- _GIVEN INFORMATION_
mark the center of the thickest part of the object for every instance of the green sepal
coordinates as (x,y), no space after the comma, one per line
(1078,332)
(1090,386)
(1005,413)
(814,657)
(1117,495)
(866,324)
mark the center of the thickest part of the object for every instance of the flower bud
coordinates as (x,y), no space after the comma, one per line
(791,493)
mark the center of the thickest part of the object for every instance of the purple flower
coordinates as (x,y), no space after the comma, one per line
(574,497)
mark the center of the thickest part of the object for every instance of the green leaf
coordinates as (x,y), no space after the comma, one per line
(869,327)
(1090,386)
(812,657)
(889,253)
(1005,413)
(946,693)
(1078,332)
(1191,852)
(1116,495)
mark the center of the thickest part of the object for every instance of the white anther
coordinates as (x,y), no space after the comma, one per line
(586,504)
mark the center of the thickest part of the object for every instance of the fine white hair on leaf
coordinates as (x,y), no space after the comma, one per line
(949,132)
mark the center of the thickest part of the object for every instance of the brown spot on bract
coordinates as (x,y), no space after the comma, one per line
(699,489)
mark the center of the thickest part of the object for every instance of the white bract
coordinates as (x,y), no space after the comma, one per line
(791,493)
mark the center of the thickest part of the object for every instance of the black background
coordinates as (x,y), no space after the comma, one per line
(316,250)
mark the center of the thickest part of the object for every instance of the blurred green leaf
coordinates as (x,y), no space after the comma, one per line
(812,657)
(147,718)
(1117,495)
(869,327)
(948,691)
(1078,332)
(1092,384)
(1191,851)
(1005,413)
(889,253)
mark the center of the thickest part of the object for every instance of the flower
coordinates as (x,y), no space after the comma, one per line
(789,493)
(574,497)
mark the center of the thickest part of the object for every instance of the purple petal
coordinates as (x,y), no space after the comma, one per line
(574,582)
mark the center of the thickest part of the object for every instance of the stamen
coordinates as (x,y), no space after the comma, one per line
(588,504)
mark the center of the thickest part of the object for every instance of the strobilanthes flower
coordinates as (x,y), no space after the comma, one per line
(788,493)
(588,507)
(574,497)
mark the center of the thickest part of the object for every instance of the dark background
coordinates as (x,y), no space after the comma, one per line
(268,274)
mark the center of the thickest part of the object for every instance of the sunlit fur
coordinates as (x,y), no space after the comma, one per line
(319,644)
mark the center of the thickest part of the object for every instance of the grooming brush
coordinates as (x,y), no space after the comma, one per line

- _ABOUT THIS TASK_
Wherever a line in the entries above holds "purple", copy that line.

- _RESULT FOR THIS EXERCISE_
mark the center of the thickest part of the object for every instance of the purple flower
mark the center of the thickest part of the object for every instance of the purple petal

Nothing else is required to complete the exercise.